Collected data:
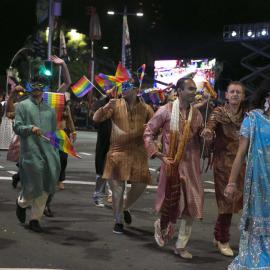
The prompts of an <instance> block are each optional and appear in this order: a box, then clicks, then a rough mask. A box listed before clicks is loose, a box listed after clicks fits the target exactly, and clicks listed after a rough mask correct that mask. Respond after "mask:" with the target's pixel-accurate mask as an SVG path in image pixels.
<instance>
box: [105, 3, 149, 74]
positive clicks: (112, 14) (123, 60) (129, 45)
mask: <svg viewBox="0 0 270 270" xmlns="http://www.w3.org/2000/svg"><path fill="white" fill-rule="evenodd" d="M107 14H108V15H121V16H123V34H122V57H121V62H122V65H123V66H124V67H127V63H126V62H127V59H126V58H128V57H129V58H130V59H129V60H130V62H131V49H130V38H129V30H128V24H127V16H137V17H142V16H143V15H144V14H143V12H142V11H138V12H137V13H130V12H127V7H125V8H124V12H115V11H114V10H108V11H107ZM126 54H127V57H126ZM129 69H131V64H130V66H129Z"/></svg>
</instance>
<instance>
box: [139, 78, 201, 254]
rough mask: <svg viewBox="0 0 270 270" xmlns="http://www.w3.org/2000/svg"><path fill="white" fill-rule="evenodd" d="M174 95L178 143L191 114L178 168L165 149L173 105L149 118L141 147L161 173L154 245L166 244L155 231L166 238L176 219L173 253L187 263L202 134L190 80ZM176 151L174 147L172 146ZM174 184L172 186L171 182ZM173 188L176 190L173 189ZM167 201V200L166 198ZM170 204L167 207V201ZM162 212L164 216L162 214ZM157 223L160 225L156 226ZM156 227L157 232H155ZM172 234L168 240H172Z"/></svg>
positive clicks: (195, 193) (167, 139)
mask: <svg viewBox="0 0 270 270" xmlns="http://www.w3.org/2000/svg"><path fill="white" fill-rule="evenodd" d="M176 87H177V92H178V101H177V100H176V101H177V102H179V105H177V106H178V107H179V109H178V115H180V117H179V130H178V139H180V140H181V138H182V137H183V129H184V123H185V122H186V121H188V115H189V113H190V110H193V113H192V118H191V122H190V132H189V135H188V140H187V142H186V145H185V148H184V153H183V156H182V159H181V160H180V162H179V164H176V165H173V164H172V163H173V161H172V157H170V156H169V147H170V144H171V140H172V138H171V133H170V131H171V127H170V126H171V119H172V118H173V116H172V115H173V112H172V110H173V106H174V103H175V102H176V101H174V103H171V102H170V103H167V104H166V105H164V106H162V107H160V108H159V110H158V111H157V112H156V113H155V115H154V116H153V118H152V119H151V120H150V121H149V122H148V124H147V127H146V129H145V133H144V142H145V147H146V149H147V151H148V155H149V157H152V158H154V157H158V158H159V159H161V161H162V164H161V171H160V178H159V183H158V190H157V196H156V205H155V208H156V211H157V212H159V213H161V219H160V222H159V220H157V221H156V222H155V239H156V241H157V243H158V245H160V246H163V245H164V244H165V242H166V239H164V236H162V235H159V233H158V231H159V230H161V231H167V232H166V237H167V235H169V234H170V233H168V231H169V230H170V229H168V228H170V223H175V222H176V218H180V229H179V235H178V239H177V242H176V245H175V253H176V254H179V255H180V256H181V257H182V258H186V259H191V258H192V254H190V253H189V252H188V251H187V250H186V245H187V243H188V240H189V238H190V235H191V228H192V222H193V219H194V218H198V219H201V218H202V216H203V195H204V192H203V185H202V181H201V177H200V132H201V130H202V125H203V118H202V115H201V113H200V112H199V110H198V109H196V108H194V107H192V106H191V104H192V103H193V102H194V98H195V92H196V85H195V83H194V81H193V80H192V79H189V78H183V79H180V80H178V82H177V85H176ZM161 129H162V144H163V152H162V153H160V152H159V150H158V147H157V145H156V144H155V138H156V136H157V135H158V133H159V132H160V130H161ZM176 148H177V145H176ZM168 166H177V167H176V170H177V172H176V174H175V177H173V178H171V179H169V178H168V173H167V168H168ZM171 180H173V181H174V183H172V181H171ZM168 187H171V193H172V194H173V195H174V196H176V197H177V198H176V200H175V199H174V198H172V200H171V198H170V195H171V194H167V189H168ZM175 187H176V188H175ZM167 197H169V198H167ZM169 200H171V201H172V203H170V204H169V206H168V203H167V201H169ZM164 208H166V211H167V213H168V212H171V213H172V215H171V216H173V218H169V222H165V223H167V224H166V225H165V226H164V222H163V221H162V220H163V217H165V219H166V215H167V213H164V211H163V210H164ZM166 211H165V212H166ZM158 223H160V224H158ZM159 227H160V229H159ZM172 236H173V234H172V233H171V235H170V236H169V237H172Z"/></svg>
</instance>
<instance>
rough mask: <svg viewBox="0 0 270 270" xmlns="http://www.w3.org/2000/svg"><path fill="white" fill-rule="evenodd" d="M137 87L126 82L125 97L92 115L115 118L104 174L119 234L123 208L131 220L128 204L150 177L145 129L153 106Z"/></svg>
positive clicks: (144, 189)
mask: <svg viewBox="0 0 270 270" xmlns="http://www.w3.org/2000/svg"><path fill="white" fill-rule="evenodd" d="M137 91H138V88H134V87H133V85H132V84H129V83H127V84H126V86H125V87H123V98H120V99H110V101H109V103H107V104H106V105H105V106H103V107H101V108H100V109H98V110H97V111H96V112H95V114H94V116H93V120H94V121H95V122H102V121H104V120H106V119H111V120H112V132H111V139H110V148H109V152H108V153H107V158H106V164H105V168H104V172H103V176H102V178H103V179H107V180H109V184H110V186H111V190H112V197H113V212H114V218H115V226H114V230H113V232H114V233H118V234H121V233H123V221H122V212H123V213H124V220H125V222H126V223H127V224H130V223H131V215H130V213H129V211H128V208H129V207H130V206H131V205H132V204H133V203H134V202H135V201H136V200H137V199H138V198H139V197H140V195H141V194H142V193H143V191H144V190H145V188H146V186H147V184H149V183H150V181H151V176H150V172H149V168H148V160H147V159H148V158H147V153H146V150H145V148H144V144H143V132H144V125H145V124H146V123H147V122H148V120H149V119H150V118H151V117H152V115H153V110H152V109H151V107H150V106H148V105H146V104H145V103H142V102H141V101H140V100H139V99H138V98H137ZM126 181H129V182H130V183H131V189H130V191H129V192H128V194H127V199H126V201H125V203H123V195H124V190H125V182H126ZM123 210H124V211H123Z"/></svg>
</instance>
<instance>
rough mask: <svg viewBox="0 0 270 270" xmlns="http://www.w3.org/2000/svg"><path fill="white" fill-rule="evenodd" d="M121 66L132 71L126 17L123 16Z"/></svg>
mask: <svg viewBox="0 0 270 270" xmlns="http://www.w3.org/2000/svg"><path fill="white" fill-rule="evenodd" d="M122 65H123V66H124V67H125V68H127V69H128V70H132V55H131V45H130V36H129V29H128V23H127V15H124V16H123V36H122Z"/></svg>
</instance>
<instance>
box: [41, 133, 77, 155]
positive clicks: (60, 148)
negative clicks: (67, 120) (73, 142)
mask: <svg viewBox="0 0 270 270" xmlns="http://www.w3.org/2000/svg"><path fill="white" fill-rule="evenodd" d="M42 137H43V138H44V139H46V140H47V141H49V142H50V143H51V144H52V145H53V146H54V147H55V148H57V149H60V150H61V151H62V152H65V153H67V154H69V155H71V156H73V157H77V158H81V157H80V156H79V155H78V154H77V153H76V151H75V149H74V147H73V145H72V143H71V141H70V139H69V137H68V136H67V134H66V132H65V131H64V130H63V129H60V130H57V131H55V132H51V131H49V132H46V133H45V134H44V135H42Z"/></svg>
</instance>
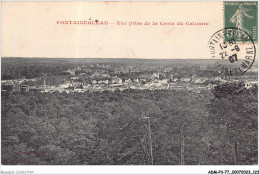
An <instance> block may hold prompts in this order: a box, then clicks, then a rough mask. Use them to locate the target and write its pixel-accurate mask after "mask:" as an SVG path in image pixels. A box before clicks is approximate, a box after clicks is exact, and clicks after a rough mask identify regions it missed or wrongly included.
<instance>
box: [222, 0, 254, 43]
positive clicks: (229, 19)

**TASK PROMPT:** Copy out all the items above word for word, without the pictures.

**ANSWER TO THIS PROBLEM:**
The prompts of an <instance> block are each optional and appear in this order: a box, then clicks, then a rough mask. A box listed before clicks is loose, a box listed after clicks fits the target exactly, and clicks listed after a rough mask correct that mask. Respond after "mask:" with the target's pixel-accurate mask as an SVG path in image pixels.
<instance>
box: [105, 3, 149, 74]
positive clicks: (112, 14) (123, 60) (129, 45)
mask: <svg viewBox="0 0 270 270" xmlns="http://www.w3.org/2000/svg"><path fill="white" fill-rule="evenodd" d="M107 14H108V15H121V16H123V34H122V57H121V62H122V65H123V66H124V67H127V63H126V62H127V59H126V58H128V57H129V58H130V59H129V60H130V62H131V49H130V38H129V30H128V24H127V16H137V17H142V16H143V15H144V14H143V12H142V11H138V12H137V13H130V12H127V7H125V8H124V12H115V11H114V10H108V11H107ZM126 54H127V57H126ZM129 69H131V64H130V66H129Z"/></svg>
</instance>
<instance>
box: [139, 78, 201, 254]
rough mask: <svg viewBox="0 0 270 270" xmlns="http://www.w3.org/2000/svg"><path fill="white" fill-rule="evenodd" d="M174 95L178 143L191 114L178 168L165 149L173 105L149 118L141 147L161 173L154 245L166 244L155 231L166 238L176 219L173 253L187 263L202 134L190 80ZM176 151L174 147L172 146ZM174 184L172 186L171 182ZM173 188L176 190L173 189ZM167 201V200L166 198ZM170 204L167 207V201ZM162 212L164 216L162 214ZM157 223L160 225L156 226ZM156 227L157 232H155ZM172 234L168 240H172Z"/></svg>
positive clicks: (195, 193) (167, 139)
mask: <svg viewBox="0 0 270 270" xmlns="http://www.w3.org/2000/svg"><path fill="white" fill-rule="evenodd" d="M176 87H177V92H178V101H177V100H176V101H177V102H179V105H177V106H178V107H179V109H178V115H180V117H179V130H178V139H180V140H181V138H182V137H183V129H184V123H185V122H186V121H188V115H189V113H190V110H193V113H192V118H191V122H190V132H189V135H188V140H187V142H186V145H185V148H184V153H183V156H182V159H181V160H180V162H179V164H176V165H173V164H172V163H173V161H172V157H170V156H169V147H170V144H171V140H172V138H171V133H170V131H171V127H170V126H171V119H172V118H173V116H172V115H173V112H172V110H173V106H174V103H175V102H176V101H174V103H171V102H170V103H167V104H166V105H164V106H162V107H160V108H159V110H158V111H157V112H156V113H155V115H154V116H153V118H152V119H151V120H150V121H149V122H148V124H147V127H146V129H145V133H144V142H145V147H146V149H147V151H148V155H149V157H152V158H154V157H158V158H159V159H161V161H162V164H161V171H160V178H159V183H158V190H157V196H156V205H155V208H156V211H157V212H159V213H161V219H160V222H159V220H157V221H156V222H155V239H156V241H157V243H158V245H160V246H163V245H164V244H165V242H166V239H164V236H162V235H159V233H158V231H159V230H161V231H167V232H166V237H167V235H169V234H170V233H168V231H169V230H170V229H168V228H170V223H175V222H176V218H180V229H179V235H178V239H177V242H176V245H175V253H176V254H179V255H180V256H181V257H182V258H186V259H191V258H192V254H190V253H189V252H188V251H187V250H186V245H187V243H188V240H189V238H190V235H191V228H192V222H193V219H194V218H198V219H201V218H202V216H203V195H204V192H203V185H202V181H201V177H200V132H201V130H202V125H203V118H202V115H201V113H200V112H199V110H198V109H196V108H194V107H192V106H191V104H192V103H193V102H194V98H195V92H196V85H195V83H194V81H193V80H192V79H189V78H183V79H180V80H178V82H177V85H176ZM161 129H162V144H163V152H162V153H160V152H159V150H158V147H157V145H156V144H155V138H156V136H157V135H158V133H159V132H160V130H161ZM176 148H177V145H176ZM168 166H177V167H176V170H177V172H176V174H175V177H173V178H171V179H169V178H168V173H167V168H168ZM171 180H173V181H174V183H172V181H171ZM168 187H171V193H172V194H173V195H174V196H176V197H177V198H176V200H175V199H174V198H172V200H171V198H170V195H171V194H167V189H168ZM175 187H176V188H175ZM167 197H169V198H167ZM169 200H171V201H172V203H170V204H169V206H168V203H167V201H169ZM164 208H166V211H167V213H168V212H171V213H172V215H171V216H173V218H169V222H165V223H167V224H166V225H165V226H164V222H163V221H162V220H163V217H165V219H166V215H167V213H164V211H163V210H164ZM166 211H165V212H166ZM158 223H160V224H158ZM159 227H160V229H159ZM172 236H173V234H172V233H171V235H170V236H169V237H172Z"/></svg>
</instance>
<instance>
rough mask: <svg viewBox="0 0 270 270" xmlns="http://www.w3.org/2000/svg"><path fill="white" fill-rule="evenodd" d="M137 87L126 82L125 97L92 115L115 118L104 174L119 234L123 208L131 220L128 204L150 177L145 129L153 106Z"/></svg>
positive clicks: (144, 189)
mask: <svg viewBox="0 0 270 270" xmlns="http://www.w3.org/2000/svg"><path fill="white" fill-rule="evenodd" d="M137 91H138V88H134V87H133V85H132V84H129V83H127V84H126V86H125V87H123V98H120V99H110V101H109V103H107V104H106V105H105V106H103V107H101V108H100V109H98V110H97V111H96V112H95V114H94V116H93V120H94V121H95V122H102V121H104V120H106V119H111V120H112V132H111V139H110V148H109V152H108V153H107V158H106V164H105V168H104V172H103V176H102V178H103V179H107V180H109V184H110V186H111V190H112V197H113V212H114V218H115V226H114V230H113V232H114V233H118V234H121V233H123V221H122V212H123V213H124V220H125V222H126V223H127V224H130V223H131V215H130V213H129V211H128V208H129V207H130V206H131V205H132V204H133V203H134V202H135V201H136V200H137V199H138V198H139V197H140V195H141V194H142V193H143V191H144V190H145V188H146V186H147V184H149V183H150V181H151V176H150V172H149V168H148V160H147V159H148V158H147V153H146V150H145V148H144V144H143V132H144V125H145V124H146V123H147V122H148V120H149V119H150V118H151V117H152V115H153V110H152V109H151V107H150V106H148V105H146V104H145V103H142V102H141V101H140V100H139V99H138V98H137ZM126 181H129V182H130V183H131V189H130V191H129V192H128V194H127V199H126V201H125V203H123V195H124V190H125V182H126ZM123 210H124V211H123Z"/></svg>
</instance>
<instance>
rough mask: <svg viewBox="0 0 270 270" xmlns="http://www.w3.org/2000/svg"><path fill="white" fill-rule="evenodd" d="M121 66L132 71L126 17L123 16Z"/></svg>
mask: <svg viewBox="0 0 270 270" xmlns="http://www.w3.org/2000/svg"><path fill="white" fill-rule="evenodd" d="M122 65H123V66H124V67H125V68H127V69H128V70H132V55H131V45H130V36H129V29H128V23H127V15H124V16H123V36H122Z"/></svg>
</instance>
<instance>
box: [41, 133, 77, 155]
positive clicks: (60, 148)
negative clicks: (67, 120) (73, 142)
mask: <svg viewBox="0 0 270 270" xmlns="http://www.w3.org/2000/svg"><path fill="white" fill-rule="evenodd" d="M42 137H43V138H44V139H46V140H47V141H49V142H50V143H51V144H52V145H53V146H54V147H55V148H57V149H60V150H61V151H62V152H65V153H67V154H69V155H71V156H73V157H77V158H81V157H80V156H79V155H78V154H77V153H76V151H75V149H74V147H73V145H72V143H71V141H70V139H69V137H68V136H67V134H66V132H65V131H64V130H63V129H60V130H57V131H55V132H51V131H49V132H46V133H45V134H44V135H42Z"/></svg>
</instance>
An <instance> block may hold prompts in this order: a box, then clicks, then a rough mask. Use them to locate the target and write its pixel-accurate mask after "mask:" as an SVG path in image pixels. A box before clicks is approximate, a box after clicks is exact, and clicks after a rough mask identify regions it missed or wrongly included.
<instance>
box: [222, 0, 254, 43]
positive clicks: (229, 19)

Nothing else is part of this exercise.